Turn everything below, from the line that contains "the blue traffic" through the end of the rows, into a numbered list, leaving out blank lines.

┌──

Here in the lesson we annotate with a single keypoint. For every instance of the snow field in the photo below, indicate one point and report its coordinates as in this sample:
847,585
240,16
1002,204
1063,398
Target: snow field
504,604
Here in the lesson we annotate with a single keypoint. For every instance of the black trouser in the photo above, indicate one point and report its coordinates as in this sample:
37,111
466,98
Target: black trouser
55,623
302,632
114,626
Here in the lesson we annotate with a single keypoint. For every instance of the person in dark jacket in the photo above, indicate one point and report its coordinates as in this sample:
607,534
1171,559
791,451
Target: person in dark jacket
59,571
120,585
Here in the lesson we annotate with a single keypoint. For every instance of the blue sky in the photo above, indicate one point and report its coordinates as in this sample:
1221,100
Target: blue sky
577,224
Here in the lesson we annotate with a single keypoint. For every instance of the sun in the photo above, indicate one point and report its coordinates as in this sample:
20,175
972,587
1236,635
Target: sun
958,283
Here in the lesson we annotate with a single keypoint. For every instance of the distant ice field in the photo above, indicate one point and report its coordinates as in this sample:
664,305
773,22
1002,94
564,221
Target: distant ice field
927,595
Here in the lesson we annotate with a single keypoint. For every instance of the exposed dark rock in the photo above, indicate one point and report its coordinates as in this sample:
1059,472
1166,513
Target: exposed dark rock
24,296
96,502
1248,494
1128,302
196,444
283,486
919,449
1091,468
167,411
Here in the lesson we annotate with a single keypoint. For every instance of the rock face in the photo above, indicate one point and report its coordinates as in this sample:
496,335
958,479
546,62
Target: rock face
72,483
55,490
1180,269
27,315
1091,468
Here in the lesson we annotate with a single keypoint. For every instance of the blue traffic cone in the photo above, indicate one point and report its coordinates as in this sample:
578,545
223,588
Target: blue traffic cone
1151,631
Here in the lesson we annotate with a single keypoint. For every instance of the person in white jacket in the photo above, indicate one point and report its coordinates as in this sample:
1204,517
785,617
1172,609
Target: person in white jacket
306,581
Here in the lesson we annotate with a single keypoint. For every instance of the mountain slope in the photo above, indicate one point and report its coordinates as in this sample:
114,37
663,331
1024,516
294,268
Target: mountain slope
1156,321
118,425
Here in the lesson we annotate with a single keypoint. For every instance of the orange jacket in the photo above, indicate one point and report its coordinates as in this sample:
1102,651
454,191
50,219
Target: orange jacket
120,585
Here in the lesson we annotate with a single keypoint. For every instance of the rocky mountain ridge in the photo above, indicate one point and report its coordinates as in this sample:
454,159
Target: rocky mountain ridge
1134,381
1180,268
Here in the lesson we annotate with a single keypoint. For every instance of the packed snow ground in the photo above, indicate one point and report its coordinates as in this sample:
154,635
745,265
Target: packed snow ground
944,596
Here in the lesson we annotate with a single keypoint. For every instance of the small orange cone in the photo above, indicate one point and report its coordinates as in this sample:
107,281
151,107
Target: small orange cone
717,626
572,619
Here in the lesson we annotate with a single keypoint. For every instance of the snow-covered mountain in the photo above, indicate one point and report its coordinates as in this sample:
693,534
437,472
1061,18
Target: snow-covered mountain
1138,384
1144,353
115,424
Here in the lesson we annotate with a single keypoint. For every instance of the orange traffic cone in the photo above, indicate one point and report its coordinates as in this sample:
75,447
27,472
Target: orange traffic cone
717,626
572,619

└──

→ Response to the exercise:
1. Here in the lesson we annotate with a single keypoint. For every instance of the blue traffic cone in the photo above, indicate one point and report its coordinates as in this sample:
2. 578,545
3. 223,588
4. Target: blue traffic cone
5. 1151,631
6. Here in the lesson we annotate with a single keypoint. For every instance of the person in white jacket in the photo above, indicate one point and report its coordinates as in this sample:
7. 1204,517
8. 785,617
9. 1172,609
10. Target: person in white jacket
11. 306,581
12. Here in the lesson we annotate with a single keypoint. For every instance of the mountain slope in the photo above, indicate one point and report its coordinates as in this sample:
13. 114,37
14. 663,331
15. 1024,516
16. 294,268
17. Target: mountain slope
18. 1156,321
19. 118,425
20. Here in the lesson we annotate with a single keypoint. For every instance of the orange jacket in the photo above, indicate one point and report its coordinates as in this sample:
21. 1102,651
22. 454,191
23. 50,219
24. Target: orange jacket
25. 120,585
26. Here in the lesson we annotate with a single keypoint. For every instance of the rocky mountain ridge in the photo above, indicate one point and report its coordinates as in this sample:
27. 454,159
28. Target: rocky mountain ridge
29. 1134,381
30. 1180,268
31. Here in the lesson we annotate with a single keypoint. For every instance of the packed snow ground in the photo above, indicate one point and report its coordinates as in this sample:
32. 154,635
33. 745,265
34. Target: packed snow ground
35. 944,596
36. Here in the lesson we annotate with a single keypoint. For every instance of the small orange cone in the photo above, indicate one point and report its coordinates as in this sample:
37. 107,281
38. 151,107
39. Target: small orange cone
40. 717,626
41. 572,619
42. Here in the lesson we annotate with a single keypoint. For every instance of the snow-covered mountain in the photo above, indicate one point and report its coordinates as in this sample:
43. 693,534
44. 437,472
45. 1061,18
46. Target: snow-covered mountain
47. 1138,384
48. 1144,353
49. 115,424
50. Here in the lesson we annotate with a single keypoint. For every instance of the orange traffic cone in the photo above, indicate one point and report its coordinates as in this sample:
51. 75,447
52. 27,472
53. Target: orange traffic cone
54. 717,626
55. 572,619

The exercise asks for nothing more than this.